Provided data Start Marker
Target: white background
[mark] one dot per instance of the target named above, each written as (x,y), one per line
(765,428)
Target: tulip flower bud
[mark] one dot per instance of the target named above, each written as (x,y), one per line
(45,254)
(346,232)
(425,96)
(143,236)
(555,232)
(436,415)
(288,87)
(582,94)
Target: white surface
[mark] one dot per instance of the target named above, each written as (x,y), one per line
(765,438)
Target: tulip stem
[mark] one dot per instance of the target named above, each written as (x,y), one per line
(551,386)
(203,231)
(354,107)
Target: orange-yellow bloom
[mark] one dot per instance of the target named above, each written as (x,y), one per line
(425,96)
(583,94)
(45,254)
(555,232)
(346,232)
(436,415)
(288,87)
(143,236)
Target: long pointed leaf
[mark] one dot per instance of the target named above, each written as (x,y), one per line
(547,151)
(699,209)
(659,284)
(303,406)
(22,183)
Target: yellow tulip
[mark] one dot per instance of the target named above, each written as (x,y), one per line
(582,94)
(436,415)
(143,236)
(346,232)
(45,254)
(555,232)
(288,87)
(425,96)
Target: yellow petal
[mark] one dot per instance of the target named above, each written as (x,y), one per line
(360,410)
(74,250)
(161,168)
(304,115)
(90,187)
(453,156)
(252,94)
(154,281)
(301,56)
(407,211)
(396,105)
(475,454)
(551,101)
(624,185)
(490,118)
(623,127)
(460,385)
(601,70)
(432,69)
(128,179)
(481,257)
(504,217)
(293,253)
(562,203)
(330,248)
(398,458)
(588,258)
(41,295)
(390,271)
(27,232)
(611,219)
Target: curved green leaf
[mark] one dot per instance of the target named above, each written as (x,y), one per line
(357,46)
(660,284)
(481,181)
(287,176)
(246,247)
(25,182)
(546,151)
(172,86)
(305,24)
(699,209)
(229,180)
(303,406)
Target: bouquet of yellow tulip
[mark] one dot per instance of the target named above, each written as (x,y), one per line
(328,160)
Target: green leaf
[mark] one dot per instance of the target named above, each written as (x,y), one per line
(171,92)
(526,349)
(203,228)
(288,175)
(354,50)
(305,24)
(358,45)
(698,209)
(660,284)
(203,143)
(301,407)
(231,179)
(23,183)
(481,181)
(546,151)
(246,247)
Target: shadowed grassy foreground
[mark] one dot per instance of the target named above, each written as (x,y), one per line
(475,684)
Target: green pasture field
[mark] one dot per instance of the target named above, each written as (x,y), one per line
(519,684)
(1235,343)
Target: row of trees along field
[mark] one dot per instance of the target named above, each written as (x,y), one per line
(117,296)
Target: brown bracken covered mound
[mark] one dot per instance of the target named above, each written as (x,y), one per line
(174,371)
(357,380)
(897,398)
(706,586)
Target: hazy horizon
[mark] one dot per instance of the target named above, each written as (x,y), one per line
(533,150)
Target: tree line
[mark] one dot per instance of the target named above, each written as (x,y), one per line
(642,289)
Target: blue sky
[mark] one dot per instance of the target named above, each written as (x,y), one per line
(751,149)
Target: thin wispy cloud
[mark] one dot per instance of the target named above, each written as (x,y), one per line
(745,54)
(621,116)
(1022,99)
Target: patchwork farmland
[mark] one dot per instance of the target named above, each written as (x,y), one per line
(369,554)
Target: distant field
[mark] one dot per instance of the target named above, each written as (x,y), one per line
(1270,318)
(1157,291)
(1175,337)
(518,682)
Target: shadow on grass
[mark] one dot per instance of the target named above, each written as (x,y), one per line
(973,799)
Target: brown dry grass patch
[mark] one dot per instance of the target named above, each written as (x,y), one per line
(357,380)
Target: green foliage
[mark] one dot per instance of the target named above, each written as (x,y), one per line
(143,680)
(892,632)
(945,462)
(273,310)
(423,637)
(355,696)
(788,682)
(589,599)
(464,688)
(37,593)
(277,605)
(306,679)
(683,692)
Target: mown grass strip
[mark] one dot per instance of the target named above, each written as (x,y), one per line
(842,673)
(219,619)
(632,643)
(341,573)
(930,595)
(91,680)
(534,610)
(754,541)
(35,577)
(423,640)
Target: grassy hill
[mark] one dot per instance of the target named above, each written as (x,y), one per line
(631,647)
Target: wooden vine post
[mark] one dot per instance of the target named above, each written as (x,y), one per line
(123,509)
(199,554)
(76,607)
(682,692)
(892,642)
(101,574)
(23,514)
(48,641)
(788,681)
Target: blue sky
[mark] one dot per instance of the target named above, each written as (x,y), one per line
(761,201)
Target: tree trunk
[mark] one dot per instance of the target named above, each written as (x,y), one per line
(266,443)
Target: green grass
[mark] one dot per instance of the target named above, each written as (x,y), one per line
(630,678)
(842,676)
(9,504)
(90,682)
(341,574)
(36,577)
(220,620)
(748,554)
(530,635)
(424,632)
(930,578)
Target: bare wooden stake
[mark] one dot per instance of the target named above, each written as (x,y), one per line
Provided data End Marker
## Directions
Starting with the first line of the data above, copy each line exactly until you reach the line with "Target: tulip flower bud"; include that line as well.

## Response area
Target: white background
[mark] one dot per instance of the target named above, each written as (x,y), one per line
(765,428)
Target: tulip flower bud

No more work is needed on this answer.